**** TEXT SHOWN

I was released from Attica, maxing out on a parole violation, in the Spring of 1971. I personally knew many of the brothers who rose up and counted some of the leaders and spokesmen as close friends.
The period leading up to the rising was filled with a mounting rejection by the prisoners of brutal conditions of confinement. It was also a time of growing unity, of serious pulling together across national, religious and age lines. Men were coming together, discussing conditions, underlying causes, and possible solutions. Study groups were set up among the most serious prisoners, and revolutionary insight and ideology guided the way to clearer understanding of how and why an Attica could exist in 1971 in the U.S.A.
The government's old stand-by divide and conquer tactic was working less and less, and as I left friends and comrades that May morning, we realized that either some resolution to the most horrendous conditions had to occur or serious struggle would soon be jumping off.

********

TASKS TO COMPLETE:
1. Retype the Attica account from "The government's old" up to and including "be jumping off.".
2. For each statement, say yes or no to whether it agrees with the Attica account, and quote the words from the account that decide it. (a) The writer was released from Attica in the Spring of 1971. (b) The divide and conquer tactic was working more and more. (c) Study groups were set up among all the prisoners.
The listing after this point is from a separate source.

**** DATASET CONTENT

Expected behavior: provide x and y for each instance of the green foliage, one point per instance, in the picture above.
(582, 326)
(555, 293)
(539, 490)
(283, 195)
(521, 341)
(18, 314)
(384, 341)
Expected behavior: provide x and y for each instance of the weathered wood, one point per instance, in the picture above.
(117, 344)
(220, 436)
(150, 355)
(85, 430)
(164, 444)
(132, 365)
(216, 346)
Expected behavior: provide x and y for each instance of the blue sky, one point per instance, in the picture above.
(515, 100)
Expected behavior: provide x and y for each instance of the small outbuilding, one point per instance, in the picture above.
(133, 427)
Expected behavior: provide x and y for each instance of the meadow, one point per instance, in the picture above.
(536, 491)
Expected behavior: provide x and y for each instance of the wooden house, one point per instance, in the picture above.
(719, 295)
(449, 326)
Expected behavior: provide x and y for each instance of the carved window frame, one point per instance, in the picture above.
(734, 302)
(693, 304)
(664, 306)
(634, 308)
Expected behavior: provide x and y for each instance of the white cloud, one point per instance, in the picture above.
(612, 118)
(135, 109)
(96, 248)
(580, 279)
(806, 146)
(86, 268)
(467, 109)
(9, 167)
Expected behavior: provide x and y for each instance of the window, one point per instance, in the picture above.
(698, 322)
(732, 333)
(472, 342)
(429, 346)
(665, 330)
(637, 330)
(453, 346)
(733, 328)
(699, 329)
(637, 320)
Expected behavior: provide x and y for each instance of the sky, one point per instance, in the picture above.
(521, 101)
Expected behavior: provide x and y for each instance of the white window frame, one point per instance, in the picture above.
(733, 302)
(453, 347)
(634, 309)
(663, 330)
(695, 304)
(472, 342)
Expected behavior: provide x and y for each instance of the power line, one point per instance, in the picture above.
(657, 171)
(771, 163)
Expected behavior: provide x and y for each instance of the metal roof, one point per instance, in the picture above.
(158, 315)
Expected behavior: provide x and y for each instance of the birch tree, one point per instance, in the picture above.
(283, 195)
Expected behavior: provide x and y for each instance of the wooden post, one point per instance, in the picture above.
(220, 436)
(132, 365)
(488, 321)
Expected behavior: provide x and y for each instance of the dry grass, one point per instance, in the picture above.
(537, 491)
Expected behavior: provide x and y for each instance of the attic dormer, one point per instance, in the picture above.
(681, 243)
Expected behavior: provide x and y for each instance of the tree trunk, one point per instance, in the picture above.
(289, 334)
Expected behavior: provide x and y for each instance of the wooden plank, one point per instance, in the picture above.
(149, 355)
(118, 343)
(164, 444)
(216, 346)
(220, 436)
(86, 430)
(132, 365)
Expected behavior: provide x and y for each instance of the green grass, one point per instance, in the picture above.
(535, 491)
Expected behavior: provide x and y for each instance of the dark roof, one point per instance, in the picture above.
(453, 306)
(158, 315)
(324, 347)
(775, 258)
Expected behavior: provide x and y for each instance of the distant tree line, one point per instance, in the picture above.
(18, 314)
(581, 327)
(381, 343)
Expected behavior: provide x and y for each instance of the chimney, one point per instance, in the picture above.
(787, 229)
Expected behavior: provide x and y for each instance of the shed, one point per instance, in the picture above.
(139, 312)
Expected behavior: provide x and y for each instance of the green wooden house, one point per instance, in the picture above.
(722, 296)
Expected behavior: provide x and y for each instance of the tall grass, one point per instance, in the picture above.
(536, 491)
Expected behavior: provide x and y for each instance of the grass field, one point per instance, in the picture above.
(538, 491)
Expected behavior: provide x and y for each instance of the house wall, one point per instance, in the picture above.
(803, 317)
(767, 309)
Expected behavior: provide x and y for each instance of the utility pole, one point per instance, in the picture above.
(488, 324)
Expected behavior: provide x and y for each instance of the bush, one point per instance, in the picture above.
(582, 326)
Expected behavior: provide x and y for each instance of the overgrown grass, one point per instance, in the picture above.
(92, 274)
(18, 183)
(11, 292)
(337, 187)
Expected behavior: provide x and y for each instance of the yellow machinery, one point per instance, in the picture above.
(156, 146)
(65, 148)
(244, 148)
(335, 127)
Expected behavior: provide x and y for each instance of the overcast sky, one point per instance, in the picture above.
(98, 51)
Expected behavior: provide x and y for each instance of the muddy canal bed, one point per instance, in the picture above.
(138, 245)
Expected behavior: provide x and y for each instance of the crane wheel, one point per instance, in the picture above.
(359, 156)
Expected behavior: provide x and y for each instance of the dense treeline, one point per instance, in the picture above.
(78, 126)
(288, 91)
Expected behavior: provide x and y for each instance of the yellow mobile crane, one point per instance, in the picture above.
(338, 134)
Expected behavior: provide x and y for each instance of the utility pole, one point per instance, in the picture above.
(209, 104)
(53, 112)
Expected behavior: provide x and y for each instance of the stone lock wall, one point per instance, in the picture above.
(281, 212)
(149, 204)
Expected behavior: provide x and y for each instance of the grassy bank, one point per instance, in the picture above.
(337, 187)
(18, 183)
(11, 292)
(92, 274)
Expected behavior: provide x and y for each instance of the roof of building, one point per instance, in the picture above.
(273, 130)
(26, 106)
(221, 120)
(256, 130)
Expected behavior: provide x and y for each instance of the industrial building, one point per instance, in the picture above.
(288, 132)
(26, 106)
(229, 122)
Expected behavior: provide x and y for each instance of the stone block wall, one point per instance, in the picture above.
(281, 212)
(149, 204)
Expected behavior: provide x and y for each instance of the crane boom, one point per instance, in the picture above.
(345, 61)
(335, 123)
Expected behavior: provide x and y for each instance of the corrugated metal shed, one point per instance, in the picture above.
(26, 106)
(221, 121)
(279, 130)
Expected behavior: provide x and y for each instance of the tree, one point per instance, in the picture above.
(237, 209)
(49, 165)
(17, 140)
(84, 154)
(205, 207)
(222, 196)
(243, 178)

********

PER-TASK OUTPUTS:
1.
The government's old stand-by divide and conquer tactic was working less and less, and as I left friends and comrades that May morning, we realized that either some resolution to the most horrendous conditions had to occur or serious struggle would soon be jumping off.

2.
(a) Yes: "I was released from Attica, maxing out on a parole violation, in the Spring of 1971."
(b) No: "The government's old stand-by divide and conquer tactic was working less and less"
(c) No: "Study groups were set up among the most serious prisoners"